[Labeled contour entries]
-- -- --

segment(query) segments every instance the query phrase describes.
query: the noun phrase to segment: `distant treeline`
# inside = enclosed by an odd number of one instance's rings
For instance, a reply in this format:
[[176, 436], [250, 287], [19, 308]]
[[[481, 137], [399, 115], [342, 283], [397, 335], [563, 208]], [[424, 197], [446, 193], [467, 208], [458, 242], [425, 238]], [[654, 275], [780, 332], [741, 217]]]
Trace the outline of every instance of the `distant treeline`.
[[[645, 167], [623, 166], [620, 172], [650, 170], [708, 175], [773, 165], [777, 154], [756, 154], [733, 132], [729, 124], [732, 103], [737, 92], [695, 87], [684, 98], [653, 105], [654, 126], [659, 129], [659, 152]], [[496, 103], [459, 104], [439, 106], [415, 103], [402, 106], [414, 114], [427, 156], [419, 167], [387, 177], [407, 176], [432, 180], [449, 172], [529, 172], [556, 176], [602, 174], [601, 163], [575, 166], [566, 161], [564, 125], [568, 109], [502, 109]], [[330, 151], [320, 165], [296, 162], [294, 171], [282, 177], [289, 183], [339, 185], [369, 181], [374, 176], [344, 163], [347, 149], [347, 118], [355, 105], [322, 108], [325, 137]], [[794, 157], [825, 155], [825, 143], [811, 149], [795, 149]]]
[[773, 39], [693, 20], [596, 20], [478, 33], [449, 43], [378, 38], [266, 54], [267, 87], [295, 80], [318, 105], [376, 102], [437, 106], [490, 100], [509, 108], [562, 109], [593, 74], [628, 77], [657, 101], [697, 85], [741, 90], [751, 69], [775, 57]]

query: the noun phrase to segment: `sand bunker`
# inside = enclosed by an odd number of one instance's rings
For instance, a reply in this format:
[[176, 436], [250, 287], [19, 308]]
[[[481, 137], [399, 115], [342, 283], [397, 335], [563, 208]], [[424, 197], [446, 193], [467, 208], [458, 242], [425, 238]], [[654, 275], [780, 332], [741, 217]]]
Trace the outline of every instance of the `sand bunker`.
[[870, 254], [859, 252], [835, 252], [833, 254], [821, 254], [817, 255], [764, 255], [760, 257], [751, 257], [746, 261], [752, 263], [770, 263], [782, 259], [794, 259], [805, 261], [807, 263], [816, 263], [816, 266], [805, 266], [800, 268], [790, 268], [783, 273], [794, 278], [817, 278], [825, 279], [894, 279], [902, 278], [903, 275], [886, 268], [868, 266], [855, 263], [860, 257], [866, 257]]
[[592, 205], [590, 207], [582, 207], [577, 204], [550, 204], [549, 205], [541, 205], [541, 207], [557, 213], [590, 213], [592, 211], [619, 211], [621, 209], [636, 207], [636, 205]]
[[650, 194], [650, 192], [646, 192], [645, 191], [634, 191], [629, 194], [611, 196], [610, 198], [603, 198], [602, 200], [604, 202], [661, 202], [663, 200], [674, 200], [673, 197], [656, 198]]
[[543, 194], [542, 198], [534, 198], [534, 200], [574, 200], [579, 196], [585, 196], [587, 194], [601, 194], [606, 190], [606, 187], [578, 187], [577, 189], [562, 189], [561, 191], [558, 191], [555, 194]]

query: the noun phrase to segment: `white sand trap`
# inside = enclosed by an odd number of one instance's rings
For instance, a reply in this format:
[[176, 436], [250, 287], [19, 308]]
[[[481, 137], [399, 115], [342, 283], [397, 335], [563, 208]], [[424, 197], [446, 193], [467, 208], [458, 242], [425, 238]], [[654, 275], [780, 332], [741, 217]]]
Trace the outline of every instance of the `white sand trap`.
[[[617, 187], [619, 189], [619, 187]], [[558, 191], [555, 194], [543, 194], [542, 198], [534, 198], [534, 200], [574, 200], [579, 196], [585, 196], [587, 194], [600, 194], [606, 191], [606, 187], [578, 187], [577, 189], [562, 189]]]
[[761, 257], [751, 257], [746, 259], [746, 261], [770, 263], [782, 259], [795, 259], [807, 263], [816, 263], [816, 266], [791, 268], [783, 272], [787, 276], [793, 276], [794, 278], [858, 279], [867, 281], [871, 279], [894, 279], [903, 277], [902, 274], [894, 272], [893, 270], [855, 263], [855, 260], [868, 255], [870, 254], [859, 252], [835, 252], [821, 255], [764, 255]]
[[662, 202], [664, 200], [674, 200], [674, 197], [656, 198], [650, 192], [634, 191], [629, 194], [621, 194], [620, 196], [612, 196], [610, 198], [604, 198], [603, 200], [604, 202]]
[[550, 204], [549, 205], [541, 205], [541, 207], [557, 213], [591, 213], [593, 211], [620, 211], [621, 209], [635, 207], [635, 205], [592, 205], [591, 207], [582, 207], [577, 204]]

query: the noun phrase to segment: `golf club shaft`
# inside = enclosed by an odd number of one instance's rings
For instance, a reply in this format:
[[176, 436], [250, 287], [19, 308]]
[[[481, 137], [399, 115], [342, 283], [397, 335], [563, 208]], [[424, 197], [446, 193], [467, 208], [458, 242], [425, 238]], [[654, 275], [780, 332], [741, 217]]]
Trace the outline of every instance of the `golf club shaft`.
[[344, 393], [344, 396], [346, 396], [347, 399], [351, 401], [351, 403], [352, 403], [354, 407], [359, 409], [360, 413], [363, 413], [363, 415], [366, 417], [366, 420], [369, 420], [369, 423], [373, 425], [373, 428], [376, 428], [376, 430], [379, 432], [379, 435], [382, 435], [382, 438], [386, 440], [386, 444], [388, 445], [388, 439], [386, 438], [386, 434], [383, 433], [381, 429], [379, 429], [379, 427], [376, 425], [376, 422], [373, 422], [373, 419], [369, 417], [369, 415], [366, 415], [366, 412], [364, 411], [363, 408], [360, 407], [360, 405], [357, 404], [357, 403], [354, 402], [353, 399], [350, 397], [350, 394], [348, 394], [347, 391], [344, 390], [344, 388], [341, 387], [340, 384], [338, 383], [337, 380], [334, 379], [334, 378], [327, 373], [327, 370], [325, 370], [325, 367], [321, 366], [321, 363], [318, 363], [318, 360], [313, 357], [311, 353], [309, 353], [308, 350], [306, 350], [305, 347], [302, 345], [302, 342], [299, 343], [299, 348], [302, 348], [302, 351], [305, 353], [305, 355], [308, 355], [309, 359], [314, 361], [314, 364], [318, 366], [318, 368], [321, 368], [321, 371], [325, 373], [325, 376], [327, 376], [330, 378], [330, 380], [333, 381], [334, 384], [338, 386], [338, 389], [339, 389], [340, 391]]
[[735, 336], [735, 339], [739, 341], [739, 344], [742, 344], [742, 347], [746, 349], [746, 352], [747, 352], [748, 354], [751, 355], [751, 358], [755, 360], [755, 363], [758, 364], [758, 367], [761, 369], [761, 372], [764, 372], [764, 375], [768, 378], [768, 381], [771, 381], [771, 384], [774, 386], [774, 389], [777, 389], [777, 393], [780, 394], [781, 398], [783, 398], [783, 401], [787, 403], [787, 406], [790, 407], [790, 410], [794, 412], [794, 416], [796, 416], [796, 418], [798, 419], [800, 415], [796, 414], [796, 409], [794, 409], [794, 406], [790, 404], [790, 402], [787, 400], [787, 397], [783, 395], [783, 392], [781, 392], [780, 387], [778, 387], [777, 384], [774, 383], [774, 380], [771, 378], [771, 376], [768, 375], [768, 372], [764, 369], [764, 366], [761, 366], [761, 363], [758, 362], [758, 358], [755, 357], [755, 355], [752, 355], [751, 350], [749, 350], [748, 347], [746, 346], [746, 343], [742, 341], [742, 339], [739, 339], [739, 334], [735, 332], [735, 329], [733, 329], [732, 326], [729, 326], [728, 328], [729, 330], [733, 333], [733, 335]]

-- -- --

WORK TO BE COMPLETED:
Print all of the records above again, character for character, without changing anything.

FINISHED TASK:
segment(query) segments every instance the query phrase describes.
query: the noun phrase to segment: `distant treeline`
# inside = enclosed by an odd number of one instance's rings
For instance, a reply in this format:
[[176, 436], [250, 287], [19, 308]]
[[[481, 137], [399, 115], [342, 283], [397, 335], [563, 208]], [[424, 197], [446, 193], [467, 208], [458, 242], [425, 238]], [[654, 275], [780, 332], [741, 217]]]
Trace the outline of every instance of the `distant treeline`.
[[[645, 167], [623, 166], [620, 172], [650, 170], [708, 175], [773, 165], [777, 154], [756, 154], [733, 132], [729, 124], [732, 103], [737, 92], [695, 87], [684, 98], [653, 105], [654, 126], [659, 129], [659, 152]], [[496, 103], [459, 104], [439, 106], [415, 103], [402, 106], [414, 114], [427, 156], [419, 167], [387, 177], [407, 176], [432, 180], [449, 172], [529, 172], [556, 176], [602, 174], [601, 163], [575, 166], [566, 161], [564, 125], [568, 109], [502, 109]], [[330, 151], [320, 165], [296, 162], [294, 171], [282, 177], [289, 183], [339, 185], [369, 181], [374, 176], [344, 163], [347, 149], [347, 118], [355, 105], [322, 108], [325, 137]], [[794, 157], [825, 155], [825, 143], [811, 149], [795, 149]]]
[[773, 39], [693, 20], [596, 20], [478, 33], [449, 43], [378, 38], [266, 54], [267, 87], [295, 80], [318, 105], [376, 102], [437, 106], [490, 100], [509, 108], [562, 109], [593, 74], [628, 77], [657, 101], [697, 85], [741, 90], [751, 69], [775, 57]]

query: the noun phrase to segment: `sand bunker`
# inside = enclosed by an odd number of one instance's rings
For instance, a reply in this format:
[[176, 436], [250, 287], [19, 308]]
[[[481, 137], [399, 115], [342, 283], [397, 335], [563, 208]], [[424, 197], [446, 193], [467, 208], [458, 242], [425, 238]], [[654, 275], [780, 332], [741, 217]]]
Trace the outline of every instance of the `sand bunker`.
[[870, 254], [859, 252], [835, 252], [833, 254], [821, 254], [817, 255], [764, 255], [760, 257], [751, 257], [746, 261], [752, 263], [770, 263], [782, 259], [794, 259], [805, 261], [807, 263], [816, 263], [816, 266], [805, 266], [800, 268], [790, 268], [783, 273], [794, 278], [817, 278], [825, 279], [894, 279], [902, 278], [903, 275], [886, 268], [868, 266], [855, 263], [860, 257], [866, 257]]
[[592, 205], [590, 207], [582, 207], [577, 204], [550, 204], [549, 205], [541, 205], [541, 207], [557, 213], [590, 213], [592, 211], [619, 211], [621, 209], [636, 207], [636, 205]]
[[650, 194], [650, 192], [646, 192], [645, 191], [634, 191], [629, 194], [611, 196], [610, 198], [603, 198], [602, 200], [604, 202], [661, 202], [663, 200], [674, 200], [673, 197], [656, 198]]
[[543, 194], [542, 198], [534, 198], [534, 200], [574, 200], [579, 196], [585, 196], [587, 194], [601, 194], [606, 190], [606, 187], [578, 187], [577, 189], [562, 189], [561, 191], [558, 191], [555, 194]]

query: the noun phrase to segment: `white sand trap`
# inside = enclosed by an odd number of one instance's rings
For instance, a reply in this format:
[[176, 436], [250, 287], [19, 308]]
[[[481, 137], [399, 115], [342, 283], [397, 335], [563, 208]], [[424, 197], [446, 193], [467, 208], [458, 242], [425, 238]], [[654, 275], [780, 332], [741, 217]]]
Trace the outline of every instance of the `white sand trap`.
[[[617, 187], [619, 189], [619, 187]], [[558, 191], [555, 194], [543, 194], [542, 198], [534, 198], [534, 200], [574, 200], [579, 196], [585, 196], [587, 194], [600, 194], [606, 191], [606, 187], [578, 187], [577, 189], [562, 189]]]
[[761, 257], [751, 257], [746, 259], [746, 261], [770, 263], [782, 259], [795, 259], [807, 263], [816, 263], [816, 266], [791, 268], [783, 272], [787, 276], [793, 276], [794, 278], [858, 279], [867, 281], [871, 279], [894, 279], [903, 277], [902, 274], [894, 272], [893, 270], [855, 263], [855, 260], [868, 255], [870, 254], [859, 252], [835, 252], [821, 255], [764, 255]]
[[662, 202], [664, 200], [674, 200], [674, 197], [656, 198], [650, 192], [634, 191], [629, 194], [621, 194], [620, 196], [612, 196], [610, 198], [604, 198], [603, 200], [604, 202]]
[[550, 204], [549, 205], [541, 205], [541, 207], [557, 213], [591, 213], [593, 211], [620, 211], [621, 209], [635, 207], [635, 205], [592, 205], [591, 207], [582, 207], [577, 204]]

query: the noun phrase to segment: `golf club shaft`
# inside = enclosed by an odd number of one instance's rings
For instance, a reply in this format:
[[176, 436], [250, 287], [19, 308]]
[[[481, 137], [399, 115], [342, 283], [397, 335], [563, 208]], [[424, 197], [446, 193], [467, 208], [458, 242], [425, 238]], [[654, 275], [780, 332], [741, 217]]]
Trace the outline of every instance of the `golf club shaft`.
[[344, 393], [344, 396], [346, 396], [347, 399], [351, 401], [351, 403], [352, 403], [354, 407], [359, 409], [360, 413], [363, 413], [363, 415], [366, 417], [366, 420], [369, 420], [369, 423], [373, 425], [373, 428], [376, 428], [376, 430], [379, 432], [379, 435], [382, 435], [382, 438], [386, 440], [386, 444], [388, 445], [388, 439], [386, 438], [386, 434], [383, 433], [381, 429], [379, 429], [379, 427], [376, 425], [376, 422], [373, 422], [373, 419], [369, 417], [369, 415], [366, 415], [366, 412], [364, 411], [363, 408], [360, 407], [360, 405], [357, 404], [357, 403], [354, 402], [353, 399], [350, 397], [350, 394], [348, 394], [347, 391], [344, 390], [344, 388], [341, 387], [340, 384], [338, 383], [337, 380], [334, 379], [334, 378], [327, 373], [327, 370], [325, 370], [325, 367], [321, 366], [321, 363], [318, 363], [318, 360], [313, 357], [311, 353], [309, 353], [308, 350], [306, 350], [305, 347], [302, 345], [302, 342], [299, 343], [299, 348], [302, 348], [302, 351], [305, 353], [305, 355], [308, 355], [309, 359], [314, 361], [314, 364], [318, 366], [318, 368], [321, 368], [321, 371], [325, 373], [325, 376], [327, 376], [330, 378], [330, 380], [333, 381], [334, 384], [338, 386], [338, 389], [339, 389], [340, 391]]
[[735, 336], [735, 339], [739, 341], [739, 344], [742, 344], [742, 347], [746, 349], [746, 352], [747, 352], [748, 354], [751, 355], [751, 358], [755, 360], [755, 363], [758, 364], [758, 367], [761, 369], [761, 372], [764, 372], [764, 375], [768, 378], [768, 381], [771, 381], [771, 384], [774, 386], [774, 389], [777, 389], [777, 393], [780, 394], [781, 398], [783, 398], [783, 401], [787, 403], [787, 406], [790, 407], [790, 410], [794, 412], [794, 416], [796, 416], [796, 418], [798, 419], [800, 415], [796, 414], [796, 409], [794, 409], [794, 406], [790, 404], [790, 402], [787, 400], [787, 397], [783, 395], [783, 392], [781, 392], [780, 387], [778, 387], [777, 384], [774, 383], [774, 380], [771, 378], [771, 376], [768, 375], [768, 372], [764, 369], [764, 366], [761, 366], [761, 363], [758, 362], [758, 358], [755, 357], [755, 355], [752, 355], [751, 350], [749, 350], [748, 347], [746, 346], [746, 343], [742, 341], [742, 339], [739, 339], [739, 334], [735, 332], [735, 329], [733, 329], [732, 326], [729, 326], [728, 328], [729, 330], [733, 333], [733, 335]]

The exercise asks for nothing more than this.